What is expected: Rewrite every line of the listing below, changing "player-tracking calibration" to "scoreboard alignment" and leaving everything else as it is. Leave the pictures out of your answer.
# # # # # # #
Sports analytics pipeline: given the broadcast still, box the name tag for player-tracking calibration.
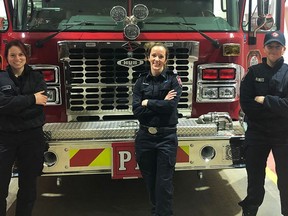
[0,85,12,91]
[255,77,265,82]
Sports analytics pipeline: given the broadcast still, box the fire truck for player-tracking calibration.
[0,0,285,179]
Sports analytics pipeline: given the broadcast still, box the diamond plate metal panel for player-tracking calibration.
[44,119,217,140]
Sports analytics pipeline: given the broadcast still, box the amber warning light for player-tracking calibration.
[42,70,55,83]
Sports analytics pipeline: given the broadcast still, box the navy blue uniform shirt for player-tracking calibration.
[0,65,47,132]
[132,70,182,127]
[240,57,288,138]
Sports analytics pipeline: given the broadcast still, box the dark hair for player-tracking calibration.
[144,42,169,60]
[4,40,29,61]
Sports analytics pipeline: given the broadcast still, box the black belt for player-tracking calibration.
[140,125,177,135]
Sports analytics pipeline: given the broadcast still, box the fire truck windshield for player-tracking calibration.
[11,0,239,32]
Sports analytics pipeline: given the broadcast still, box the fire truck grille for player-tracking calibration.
[59,41,198,121]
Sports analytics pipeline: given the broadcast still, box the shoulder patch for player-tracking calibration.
[177,76,182,87]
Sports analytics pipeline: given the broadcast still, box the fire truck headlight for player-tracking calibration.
[219,87,236,99]
[47,87,61,105]
[202,87,218,99]
[110,6,127,22]
[132,4,149,20]
[124,24,140,40]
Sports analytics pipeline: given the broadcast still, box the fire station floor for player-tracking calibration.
[7,153,281,216]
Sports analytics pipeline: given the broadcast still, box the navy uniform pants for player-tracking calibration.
[239,137,288,216]
[0,128,45,216]
[135,129,178,216]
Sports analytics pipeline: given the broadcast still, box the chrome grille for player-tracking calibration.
[58,41,199,121]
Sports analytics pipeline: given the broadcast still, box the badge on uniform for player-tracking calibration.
[177,76,182,87]
[255,77,265,82]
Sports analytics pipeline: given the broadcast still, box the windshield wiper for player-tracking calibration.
[143,21,220,49]
[35,21,116,48]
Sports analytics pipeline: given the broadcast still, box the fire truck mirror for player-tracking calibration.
[257,14,274,30]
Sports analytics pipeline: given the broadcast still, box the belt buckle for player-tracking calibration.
[148,127,158,135]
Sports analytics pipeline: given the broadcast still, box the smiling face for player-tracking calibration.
[148,46,167,76]
[264,42,286,66]
[7,46,27,75]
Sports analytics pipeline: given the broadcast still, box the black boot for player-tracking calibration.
[242,208,258,216]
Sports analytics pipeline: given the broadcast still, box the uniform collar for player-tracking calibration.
[146,68,167,80]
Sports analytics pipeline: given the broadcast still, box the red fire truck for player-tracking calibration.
[0,0,285,178]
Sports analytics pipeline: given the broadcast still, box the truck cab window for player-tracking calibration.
[243,0,280,31]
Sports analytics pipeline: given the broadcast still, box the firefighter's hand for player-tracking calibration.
[34,91,47,106]
[164,89,177,100]
[254,96,265,104]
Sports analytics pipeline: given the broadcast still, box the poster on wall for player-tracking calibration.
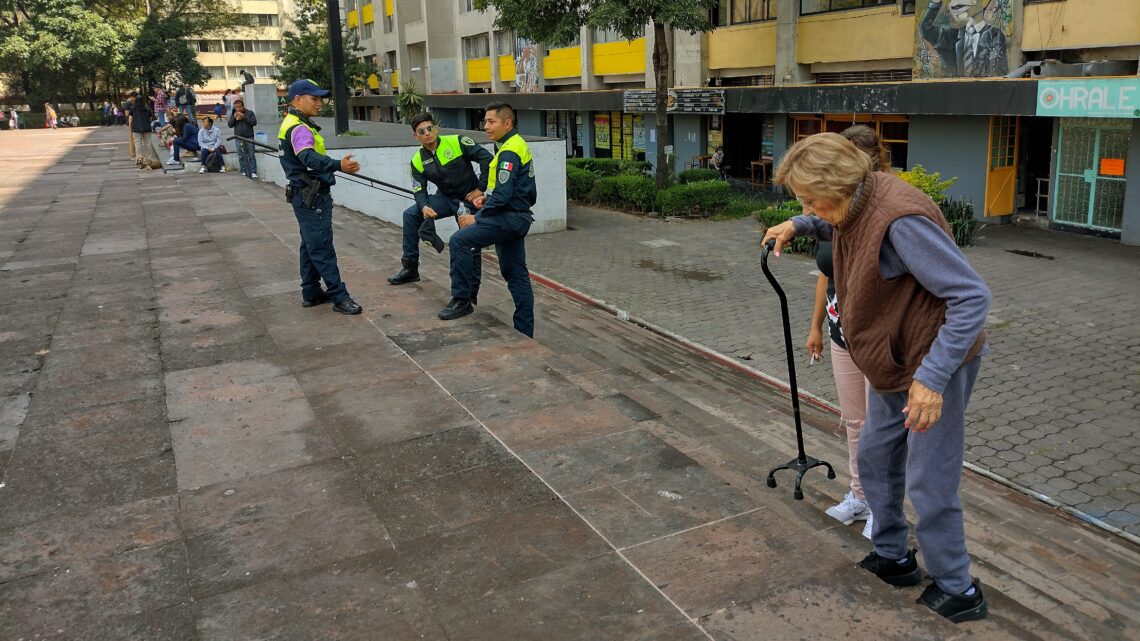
[914,0,1013,79]
[514,38,538,94]
[594,114,610,149]
[634,115,645,152]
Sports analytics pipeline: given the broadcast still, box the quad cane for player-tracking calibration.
[760,238,836,501]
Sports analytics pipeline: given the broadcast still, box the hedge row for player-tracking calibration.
[567,159,653,176]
# # # # # # #
Answer below:
Sports analytics pipeline: given the broadcast still, box the name tag for scoreboard alignment.
[0,85,12,91]
[255,77,265,82]
Sports analytics pipeline: given the broadcast still, box the fire truck for scoreboard alignment.
[0,0,285,179]
Sports analytics pipeline: given the broadcast still, box the diamond plate metal panel for scoreboard alignment.
[44,119,217,140]
Sports analytics pipeline: given the broadcast still, box the amber warning light for scoreboard alignment.
[42,70,55,83]
Sports analytics pipeline: given the broadcast still, box the navy blue uniform shirt for scoreboard alignment.
[0,65,47,132]
[132,70,182,127]
[240,57,288,138]
Sports analytics pipeline: given the broadcast still, box the dark hair for scoreboard alignment.
[144,42,169,60]
[4,40,29,61]
Sports analytics pipeline: given the broadcast still, box the black belt for scoreboard alignment.
[140,125,177,135]
Sports analytics pipeline: given the broadcast still, box the fire truck windshield for scoreboard alignment.
[11,0,239,32]
Sports analytics pipeline: given the broadcast still, box the fire truck grille for scoreboard alignment.
[59,41,198,121]
Sports analytics pipeline: given the broadcast still, box the shoulder patch for scoreboard alignment.
[177,76,182,87]
Sports analytics pipeline: given the broadcast still, box the fire truck headlight for scoreboard alignment.
[219,87,236,99]
[47,87,61,105]
[202,87,218,99]
[110,6,127,22]
[132,4,149,20]
[124,24,140,40]
Sports analytics pipeline: given the broadcast still, box the fire station floor for scoreboard alignment.
[7,153,281,216]
Sports analytics pipeline: given the broadcast still, box the navy uniform pants for scoreboard alignment.
[239,137,288,216]
[0,128,45,216]
[135,129,178,216]
Sports analytics pipeline: given the broadcast still, box the chrome grille for scoreboard alignment.
[58,41,199,121]
Sports analytics pipeline: given the broadcast still, box the badge on uniform for scoreboard alignment.
[177,76,182,87]
[255,77,265,82]
Sports analytics pipeline: given the broadcast still, box the windshield wiper for scoreboard alignment.
[143,21,220,49]
[35,21,116,48]
Sports analytics pipeline: given the broadcast still, box the fire truck mirror for scoreboard alignment.
[257,14,274,30]
Sports analytics pipeline: given the broadcast still, box the belt buckle for scoreboard alignment.
[148,127,158,135]
Sports analytics pipeline: given the broadcast still, box the smiling face for scoreboard alignment.
[148,46,167,76]
[264,42,286,66]
[7,46,27,75]
Sports analytics pipeline: given the broadcast still, box the black boot for scoreboard alignment.
[242,208,258,216]
Sports analytics pipeline: given the broadcast still, box the uniform collar for scoreboard alignment.
[146,68,167,80]
Sports analytics pipeline: given the broadcast still, box the red fire truck for scoreboard alignment.
[0,0,285,178]
Sports analytics pipeline: given the broadcast still, box the truck cab window for scoreboard alignment.
[243,0,280,31]
Sports analytics pipeline: given the broadcast still, box the firefighter's hand for scoreboard alignment.
[34,91,47,106]
[164,89,177,100]
[254,96,265,104]
Sports analytics pipeline: given the broadcast still, box the poster on wall for scoreboard alignment.
[914,0,1013,79]
[514,38,538,94]
[594,114,610,149]
[634,115,645,152]
Sports analytics pipeline: given the broadcast still, box the quad cane for scoreboard alignment.
[760,238,836,501]
Sports analytics pipeline: given the broadcast still, box the hedge row for scoreboard alignment.
[567,159,653,176]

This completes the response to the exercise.